President Vetoes FMLA for Military Spouses

January 10th, 2008 Posted by Amelia

On December 28, 2007 President George W. Bush vetoed a bill that would have provided Family and Medical Leave to employees when their child, parent or spouse is called to active military duty.

The law would have allowed employees to use FMLA leave when a spouse, son daughter, parent or next of kin was called to active military duty. Unlike other types of FMLA leave, this period would extend for 26 weeks, or about six months, instead of the usual 12 weeks. The leave is designed so that family members can care for children or infirm parents, who were formerly cared for by a member of the National Guard or Reserve. The leave would only be available once, during a single 12-month period.

It is unclear whether the worker would also qualify for an additional 12 weeks of FMLA, for the same reason, every 12 months.

Critics say that the veto, combined with extended tours in Iraq for many members of the National Guard and Reserve, places an undue burden on their families.

-*-

> WORK REQUEST
According to the post on the FMLA veto, how long would the leave for a family member's call to active military duty have lasted?

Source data
-*-

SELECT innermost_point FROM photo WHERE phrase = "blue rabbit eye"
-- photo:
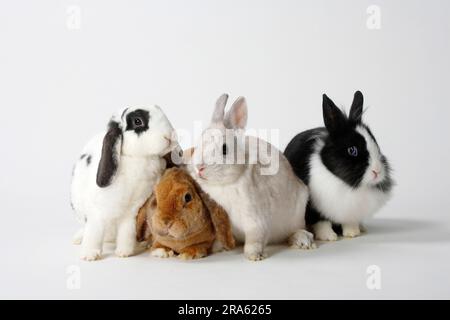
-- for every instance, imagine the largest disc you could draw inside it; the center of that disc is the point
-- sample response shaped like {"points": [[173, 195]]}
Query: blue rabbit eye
{"points": [[138, 122], [353, 151], [224, 149], [187, 197]]}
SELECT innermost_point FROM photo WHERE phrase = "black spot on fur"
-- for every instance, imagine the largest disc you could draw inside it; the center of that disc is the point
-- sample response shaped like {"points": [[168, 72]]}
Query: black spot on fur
{"points": [[335, 157], [109, 160], [300, 149], [137, 121]]}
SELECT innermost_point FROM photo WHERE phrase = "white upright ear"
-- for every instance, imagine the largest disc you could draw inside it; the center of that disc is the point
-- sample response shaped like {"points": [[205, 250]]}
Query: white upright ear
{"points": [[236, 118], [220, 109]]}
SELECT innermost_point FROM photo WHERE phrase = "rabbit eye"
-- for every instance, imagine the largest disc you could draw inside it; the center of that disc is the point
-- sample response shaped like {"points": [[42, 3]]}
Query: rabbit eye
{"points": [[353, 151], [224, 149], [138, 122], [187, 197]]}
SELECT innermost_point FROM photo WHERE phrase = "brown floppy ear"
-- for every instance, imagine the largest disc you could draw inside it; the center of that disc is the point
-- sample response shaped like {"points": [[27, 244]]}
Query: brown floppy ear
{"points": [[143, 230], [220, 220], [109, 161]]}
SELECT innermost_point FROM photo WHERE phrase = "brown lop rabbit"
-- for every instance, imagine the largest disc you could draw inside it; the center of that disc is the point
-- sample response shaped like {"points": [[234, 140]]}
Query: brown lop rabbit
{"points": [[181, 219]]}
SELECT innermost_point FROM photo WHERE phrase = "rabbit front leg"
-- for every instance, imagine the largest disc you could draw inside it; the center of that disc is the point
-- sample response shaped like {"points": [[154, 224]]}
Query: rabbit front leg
{"points": [[351, 230], [92, 244], [256, 236], [126, 236]]}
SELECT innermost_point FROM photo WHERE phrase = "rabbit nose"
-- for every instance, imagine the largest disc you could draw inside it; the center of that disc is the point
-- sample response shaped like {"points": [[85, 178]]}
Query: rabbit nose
{"points": [[375, 173], [167, 221]]}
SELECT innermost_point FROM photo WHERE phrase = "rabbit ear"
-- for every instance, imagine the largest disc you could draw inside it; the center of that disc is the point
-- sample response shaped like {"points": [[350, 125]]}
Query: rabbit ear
{"points": [[109, 161], [236, 118], [332, 116], [143, 230], [219, 218], [220, 109], [356, 110]]}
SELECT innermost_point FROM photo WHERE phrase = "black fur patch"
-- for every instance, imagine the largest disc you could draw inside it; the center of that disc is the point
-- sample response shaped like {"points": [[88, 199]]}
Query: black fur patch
{"points": [[109, 160], [138, 115], [299, 151], [335, 157]]}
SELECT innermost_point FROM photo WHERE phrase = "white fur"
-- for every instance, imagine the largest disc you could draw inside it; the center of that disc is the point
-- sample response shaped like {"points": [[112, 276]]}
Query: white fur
{"points": [[323, 230], [340, 202], [111, 211], [262, 208]]}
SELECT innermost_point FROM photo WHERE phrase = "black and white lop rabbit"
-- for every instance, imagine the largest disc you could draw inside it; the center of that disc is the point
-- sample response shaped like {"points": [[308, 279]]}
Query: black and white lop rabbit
{"points": [[348, 176], [116, 174]]}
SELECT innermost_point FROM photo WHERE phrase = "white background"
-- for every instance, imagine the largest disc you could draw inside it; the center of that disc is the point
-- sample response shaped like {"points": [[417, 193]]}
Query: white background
{"points": [[59, 86]]}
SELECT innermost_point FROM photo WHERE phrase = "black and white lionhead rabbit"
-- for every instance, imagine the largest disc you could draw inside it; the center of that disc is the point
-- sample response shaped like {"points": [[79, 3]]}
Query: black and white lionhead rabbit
{"points": [[348, 176]]}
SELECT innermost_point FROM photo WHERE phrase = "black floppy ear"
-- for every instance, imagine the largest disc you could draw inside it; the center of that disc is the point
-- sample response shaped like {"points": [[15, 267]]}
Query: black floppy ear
{"points": [[109, 161], [356, 108], [333, 117]]}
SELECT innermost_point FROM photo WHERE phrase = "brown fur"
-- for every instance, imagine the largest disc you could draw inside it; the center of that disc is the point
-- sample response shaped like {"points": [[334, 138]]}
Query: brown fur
{"points": [[188, 229]]}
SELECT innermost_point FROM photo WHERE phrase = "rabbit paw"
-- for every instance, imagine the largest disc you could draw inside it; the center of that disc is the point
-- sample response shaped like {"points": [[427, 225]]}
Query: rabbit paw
{"points": [[302, 239], [91, 254], [191, 255], [350, 231], [323, 230], [162, 253], [124, 253], [254, 253]]}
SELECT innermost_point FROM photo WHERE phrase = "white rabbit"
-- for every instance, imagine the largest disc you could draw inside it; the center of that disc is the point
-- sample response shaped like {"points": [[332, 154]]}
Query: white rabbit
{"points": [[115, 175], [264, 207]]}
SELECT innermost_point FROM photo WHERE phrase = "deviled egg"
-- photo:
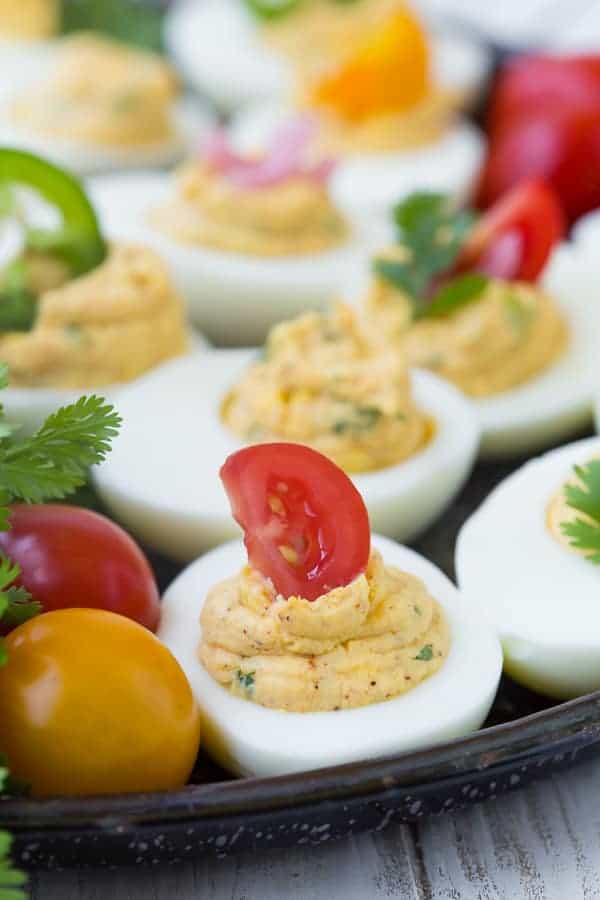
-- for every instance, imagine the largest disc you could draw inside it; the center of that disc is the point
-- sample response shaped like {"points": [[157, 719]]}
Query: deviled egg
{"points": [[383, 113], [249, 241], [75, 313], [409, 440], [236, 56], [321, 646], [499, 308], [528, 558], [92, 104]]}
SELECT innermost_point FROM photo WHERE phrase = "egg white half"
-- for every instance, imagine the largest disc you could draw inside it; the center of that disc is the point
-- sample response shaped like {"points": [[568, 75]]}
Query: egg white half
{"points": [[586, 231], [217, 46], [558, 402], [191, 121], [30, 406], [366, 186], [249, 739], [540, 597], [234, 299], [161, 478]]}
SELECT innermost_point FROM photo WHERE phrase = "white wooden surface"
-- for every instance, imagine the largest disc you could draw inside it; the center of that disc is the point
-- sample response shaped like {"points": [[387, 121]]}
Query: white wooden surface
{"points": [[542, 843]]}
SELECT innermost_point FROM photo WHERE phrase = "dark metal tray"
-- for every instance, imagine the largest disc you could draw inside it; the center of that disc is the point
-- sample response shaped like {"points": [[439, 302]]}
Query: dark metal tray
{"points": [[526, 737]]}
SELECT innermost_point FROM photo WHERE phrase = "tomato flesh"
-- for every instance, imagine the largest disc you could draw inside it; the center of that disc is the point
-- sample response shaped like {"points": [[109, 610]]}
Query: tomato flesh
{"points": [[515, 238], [72, 557], [305, 525], [542, 84]]}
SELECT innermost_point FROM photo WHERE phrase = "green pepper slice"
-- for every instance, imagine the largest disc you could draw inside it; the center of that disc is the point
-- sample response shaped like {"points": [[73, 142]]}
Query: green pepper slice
{"points": [[78, 241]]}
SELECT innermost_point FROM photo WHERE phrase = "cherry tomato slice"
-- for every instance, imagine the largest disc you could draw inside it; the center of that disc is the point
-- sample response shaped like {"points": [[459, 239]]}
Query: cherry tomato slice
{"points": [[541, 85], [563, 148], [306, 526], [71, 557], [515, 238]]}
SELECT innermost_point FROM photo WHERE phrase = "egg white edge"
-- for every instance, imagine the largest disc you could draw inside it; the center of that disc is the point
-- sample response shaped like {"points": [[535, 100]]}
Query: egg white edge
{"points": [[403, 499], [29, 406], [122, 202], [558, 655], [191, 120], [260, 741], [458, 62], [556, 403]]}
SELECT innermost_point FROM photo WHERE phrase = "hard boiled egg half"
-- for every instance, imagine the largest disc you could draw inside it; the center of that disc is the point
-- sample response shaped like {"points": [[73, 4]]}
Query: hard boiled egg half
{"points": [[516, 564], [249, 739], [222, 51], [161, 477], [91, 104], [234, 297], [365, 185]]}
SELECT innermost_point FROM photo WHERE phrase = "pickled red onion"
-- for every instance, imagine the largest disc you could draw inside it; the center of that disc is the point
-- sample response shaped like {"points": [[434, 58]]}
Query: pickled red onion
{"points": [[286, 158]]}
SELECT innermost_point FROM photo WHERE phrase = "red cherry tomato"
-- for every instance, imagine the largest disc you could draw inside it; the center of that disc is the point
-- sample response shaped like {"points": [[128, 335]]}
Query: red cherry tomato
{"points": [[563, 148], [515, 238], [71, 557], [306, 526], [541, 85]]}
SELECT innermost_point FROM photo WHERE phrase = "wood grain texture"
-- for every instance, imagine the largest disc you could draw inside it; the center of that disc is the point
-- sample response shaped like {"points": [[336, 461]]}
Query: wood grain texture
{"points": [[542, 843]]}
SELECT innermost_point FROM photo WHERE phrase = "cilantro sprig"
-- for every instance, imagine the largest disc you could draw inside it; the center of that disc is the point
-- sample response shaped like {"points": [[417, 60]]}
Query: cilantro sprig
{"points": [[584, 497], [48, 465], [270, 10], [432, 233]]}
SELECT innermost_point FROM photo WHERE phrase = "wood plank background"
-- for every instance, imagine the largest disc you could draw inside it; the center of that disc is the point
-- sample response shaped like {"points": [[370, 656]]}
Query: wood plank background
{"points": [[542, 843]]}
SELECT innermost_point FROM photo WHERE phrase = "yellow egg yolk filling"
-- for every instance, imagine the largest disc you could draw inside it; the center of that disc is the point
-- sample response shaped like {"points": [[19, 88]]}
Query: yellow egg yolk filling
{"points": [[324, 383], [29, 19], [512, 333], [292, 217], [364, 643], [106, 327], [101, 92]]}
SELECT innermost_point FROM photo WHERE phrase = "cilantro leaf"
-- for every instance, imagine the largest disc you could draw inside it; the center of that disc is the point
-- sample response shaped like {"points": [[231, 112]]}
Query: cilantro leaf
{"points": [[584, 497], [53, 462], [272, 9], [454, 294], [431, 232]]}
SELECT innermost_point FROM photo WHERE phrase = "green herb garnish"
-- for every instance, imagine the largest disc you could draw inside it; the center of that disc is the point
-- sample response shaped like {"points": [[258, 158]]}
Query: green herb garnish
{"points": [[584, 534], [270, 10], [432, 233], [520, 314], [50, 464], [246, 679], [363, 418]]}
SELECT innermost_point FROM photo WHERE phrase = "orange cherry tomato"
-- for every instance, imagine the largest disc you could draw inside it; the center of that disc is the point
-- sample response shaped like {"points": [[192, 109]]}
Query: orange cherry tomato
{"points": [[388, 73], [93, 703]]}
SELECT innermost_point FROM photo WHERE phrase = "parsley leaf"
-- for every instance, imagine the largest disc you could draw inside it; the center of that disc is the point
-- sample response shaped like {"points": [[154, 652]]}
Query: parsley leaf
{"points": [[584, 497], [431, 232]]}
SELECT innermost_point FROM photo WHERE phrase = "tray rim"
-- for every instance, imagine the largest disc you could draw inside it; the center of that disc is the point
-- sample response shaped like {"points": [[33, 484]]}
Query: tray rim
{"points": [[505, 743]]}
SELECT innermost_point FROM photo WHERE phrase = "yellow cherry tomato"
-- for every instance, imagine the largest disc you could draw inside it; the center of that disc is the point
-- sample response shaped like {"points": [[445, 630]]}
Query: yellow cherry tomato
{"points": [[388, 73], [93, 703]]}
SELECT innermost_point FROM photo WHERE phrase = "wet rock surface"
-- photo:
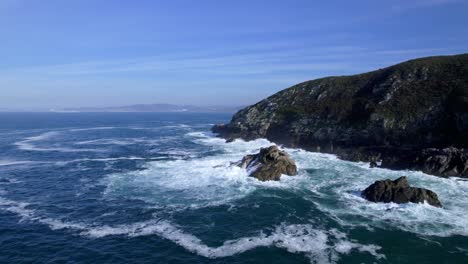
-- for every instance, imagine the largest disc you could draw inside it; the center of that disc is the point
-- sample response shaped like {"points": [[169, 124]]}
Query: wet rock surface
{"points": [[269, 164], [391, 114], [399, 191]]}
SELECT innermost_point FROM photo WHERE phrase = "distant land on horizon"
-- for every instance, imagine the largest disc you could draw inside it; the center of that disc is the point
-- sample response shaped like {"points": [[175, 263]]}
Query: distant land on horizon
{"points": [[137, 108], [155, 108]]}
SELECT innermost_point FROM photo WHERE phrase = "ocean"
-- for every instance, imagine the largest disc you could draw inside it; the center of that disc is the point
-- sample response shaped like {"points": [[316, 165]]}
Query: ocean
{"points": [[159, 188]]}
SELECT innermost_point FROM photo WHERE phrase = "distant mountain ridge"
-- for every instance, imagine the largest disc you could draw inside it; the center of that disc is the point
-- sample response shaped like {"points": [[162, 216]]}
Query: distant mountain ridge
{"points": [[390, 114], [155, 108]]}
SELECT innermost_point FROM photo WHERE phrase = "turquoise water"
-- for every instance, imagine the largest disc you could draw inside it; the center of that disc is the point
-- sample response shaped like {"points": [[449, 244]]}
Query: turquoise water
{"points": [[158, 188]]}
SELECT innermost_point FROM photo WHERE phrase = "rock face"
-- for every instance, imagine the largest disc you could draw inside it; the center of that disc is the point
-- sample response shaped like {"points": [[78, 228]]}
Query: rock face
{"points": [[269, 164], [399, 191], [399, 110]]}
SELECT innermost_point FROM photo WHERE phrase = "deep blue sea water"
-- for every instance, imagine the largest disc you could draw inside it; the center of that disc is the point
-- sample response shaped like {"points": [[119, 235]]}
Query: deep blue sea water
{"points": [[159, 188]]}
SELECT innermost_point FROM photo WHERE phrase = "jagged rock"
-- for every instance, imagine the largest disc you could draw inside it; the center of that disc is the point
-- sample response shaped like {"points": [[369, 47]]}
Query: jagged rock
{"points": [[442, 162], [399, 191], [393, 113], [269, 164]]}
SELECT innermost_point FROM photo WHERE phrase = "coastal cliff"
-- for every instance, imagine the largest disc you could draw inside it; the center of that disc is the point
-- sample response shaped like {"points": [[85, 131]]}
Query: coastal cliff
{"points": [[397, 115]]}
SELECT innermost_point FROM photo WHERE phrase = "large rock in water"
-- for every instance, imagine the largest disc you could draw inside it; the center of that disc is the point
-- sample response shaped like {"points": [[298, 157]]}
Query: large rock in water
{"points": [[399, 191], [405, 108], [269, 164]]}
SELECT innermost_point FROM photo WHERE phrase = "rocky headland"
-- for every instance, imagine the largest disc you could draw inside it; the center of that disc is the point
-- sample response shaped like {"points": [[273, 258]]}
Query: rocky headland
{"points": [[269, 164], [399, 191], [413, 115]]}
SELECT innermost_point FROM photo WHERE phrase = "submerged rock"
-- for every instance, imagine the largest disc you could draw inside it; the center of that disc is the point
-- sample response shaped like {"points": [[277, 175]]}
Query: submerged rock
{"points": [[442, 162], [269, 164], [390, 114], [399, 191]]}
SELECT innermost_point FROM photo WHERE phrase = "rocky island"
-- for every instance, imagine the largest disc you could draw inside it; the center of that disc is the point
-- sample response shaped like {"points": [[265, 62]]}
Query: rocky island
{"points": [[413, 115]]}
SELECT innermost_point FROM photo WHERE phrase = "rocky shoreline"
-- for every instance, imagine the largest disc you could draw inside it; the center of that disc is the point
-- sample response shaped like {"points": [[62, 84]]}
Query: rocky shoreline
{"points": [[413, 115]]}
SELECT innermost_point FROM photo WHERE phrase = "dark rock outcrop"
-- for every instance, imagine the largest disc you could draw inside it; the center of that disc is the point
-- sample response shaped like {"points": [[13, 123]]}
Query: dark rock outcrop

-*-

> TASK OUTPUT
26 weeks, or about six months.